WHAT YOU NEED TO DO>
Make an exact copy of the entries below.

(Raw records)
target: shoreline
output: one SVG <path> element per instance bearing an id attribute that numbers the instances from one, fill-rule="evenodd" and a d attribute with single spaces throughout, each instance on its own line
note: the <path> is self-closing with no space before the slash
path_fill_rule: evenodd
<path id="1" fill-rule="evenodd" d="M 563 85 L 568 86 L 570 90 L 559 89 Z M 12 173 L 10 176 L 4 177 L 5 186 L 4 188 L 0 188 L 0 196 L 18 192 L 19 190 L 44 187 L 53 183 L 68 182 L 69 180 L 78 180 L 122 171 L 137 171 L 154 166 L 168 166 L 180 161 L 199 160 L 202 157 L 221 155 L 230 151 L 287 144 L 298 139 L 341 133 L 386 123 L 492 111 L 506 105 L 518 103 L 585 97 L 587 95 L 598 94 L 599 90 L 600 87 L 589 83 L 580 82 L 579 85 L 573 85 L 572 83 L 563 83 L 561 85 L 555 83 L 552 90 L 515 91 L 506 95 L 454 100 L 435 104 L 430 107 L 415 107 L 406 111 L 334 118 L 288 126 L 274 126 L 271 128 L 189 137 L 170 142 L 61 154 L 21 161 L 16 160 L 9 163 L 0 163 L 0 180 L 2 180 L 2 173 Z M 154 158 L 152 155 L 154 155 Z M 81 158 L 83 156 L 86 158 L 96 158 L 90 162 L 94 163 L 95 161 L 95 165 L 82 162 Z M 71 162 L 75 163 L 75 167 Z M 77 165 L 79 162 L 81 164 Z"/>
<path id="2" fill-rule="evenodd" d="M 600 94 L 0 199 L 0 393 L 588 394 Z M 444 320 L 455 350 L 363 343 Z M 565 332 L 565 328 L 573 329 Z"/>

RESULT OF THIS TASK>
target: shoreline
output: one SVG <path> element per instance bearing an id attribute that numbers the instances from one, fill-rule="evenodd" and a d attribute with single spaces throughout, each instance on its own line
note: the <path> is self-closing with no space before the slash
path_fill_rule: evenodd
<path id="1" fill-rule="evenodd" d="M 563 85 L 568 86 L 570 90 L 559 89 Z M 12 173 L 10 176 L 4 177 L 5 186 L 4 188 L 0 188 L 0 196 L 18 192 L 19 190 L 44 187 L 53 183 L 68 182 L 69 180 L 78 180 L 122 171 L 137 171 L 154 166 L 168 166 L 180 161 L 199 160 L 202 157 L 221 155 L 230 151 L 287 144 L 298 139 L 341 133 L 386 123 L 492 111 L 506 105 L 518 103 L 585 97 L 587 95 L 598 94 L 599 90 L 600 87 L 589 83 L 580 82 L 579 85 L 573 85 L 572 83 L 563 83 L 561 85 L 555 83 L 552 90 L 515 91 L 506 95 L 454 100 L 435 104 L 430 107 L 415 107 L 406 111 L 334 118 L 288 126 L 274 126 L 271 128 L 189 137 L 170 142 L 61 154 L 21 161 L 16 160 L 9 163 L 0 163 L 0 180 L 2 180 L 2 173 Z M 154 158 L 152 155 L 154 155 Z M 81 158 L 83 156 L 86 158 L 96 158 L 90 162 L 94 163 L 95 161 L 95 165 L 82 162 Z M 71 162 L 75 163 L 75 167 Z M 77 165 L 79 162 L 81 164 Z"/>
<path id="2" fill-rule="evenodd" d="M 600 94 L 0 199 L 0 393 L 588 394 Z M 444 320 L 455 350 L 363 343 Z M 565 332 L 565 328 L 573 329 Z"/>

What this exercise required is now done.